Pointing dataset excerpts
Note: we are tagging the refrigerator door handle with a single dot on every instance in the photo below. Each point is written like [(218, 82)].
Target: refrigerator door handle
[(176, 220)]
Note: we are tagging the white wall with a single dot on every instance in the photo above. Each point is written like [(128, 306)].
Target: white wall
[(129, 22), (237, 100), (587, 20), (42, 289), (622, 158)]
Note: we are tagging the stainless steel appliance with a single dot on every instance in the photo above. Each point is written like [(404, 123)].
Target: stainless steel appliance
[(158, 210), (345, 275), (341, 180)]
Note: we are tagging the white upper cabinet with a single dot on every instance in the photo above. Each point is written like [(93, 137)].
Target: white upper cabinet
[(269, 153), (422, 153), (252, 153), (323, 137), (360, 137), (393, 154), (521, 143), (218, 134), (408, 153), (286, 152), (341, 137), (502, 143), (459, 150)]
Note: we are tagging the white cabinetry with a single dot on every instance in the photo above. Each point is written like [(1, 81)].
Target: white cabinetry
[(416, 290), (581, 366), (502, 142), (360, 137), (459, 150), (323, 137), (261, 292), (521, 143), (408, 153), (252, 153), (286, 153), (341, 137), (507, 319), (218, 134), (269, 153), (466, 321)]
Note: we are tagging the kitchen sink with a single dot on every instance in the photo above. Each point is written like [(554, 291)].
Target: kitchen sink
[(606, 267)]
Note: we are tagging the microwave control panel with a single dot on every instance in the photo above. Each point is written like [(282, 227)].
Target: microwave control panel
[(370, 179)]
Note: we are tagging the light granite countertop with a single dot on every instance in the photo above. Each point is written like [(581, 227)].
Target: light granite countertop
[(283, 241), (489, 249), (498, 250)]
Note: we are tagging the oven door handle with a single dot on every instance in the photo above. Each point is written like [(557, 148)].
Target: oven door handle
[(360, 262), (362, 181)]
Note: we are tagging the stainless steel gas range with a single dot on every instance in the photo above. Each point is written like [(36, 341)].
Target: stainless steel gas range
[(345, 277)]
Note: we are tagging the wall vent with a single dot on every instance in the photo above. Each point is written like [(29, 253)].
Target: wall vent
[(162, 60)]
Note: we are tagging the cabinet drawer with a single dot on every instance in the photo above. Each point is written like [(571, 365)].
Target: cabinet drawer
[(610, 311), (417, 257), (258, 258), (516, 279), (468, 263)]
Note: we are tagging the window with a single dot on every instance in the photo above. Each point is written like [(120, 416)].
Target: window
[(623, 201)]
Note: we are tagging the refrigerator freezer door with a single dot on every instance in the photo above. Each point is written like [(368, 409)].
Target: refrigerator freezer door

GIVEN EXERCISE: Scale the point coordinates in the answers by 1.05 and round each to the nearest whole number, with halves rounded up. Give back the material above from its first line through the line containing "[(176, 220)]", and leave every other number and word unchanged.

REPLY TO THE EXERCISE:
Note: we are tagging the refrigerator door handle with a single dot on every instance in the photo below. Each point is written like [(218, 82)].
Target: refrigerator door handle
[(185, 231)]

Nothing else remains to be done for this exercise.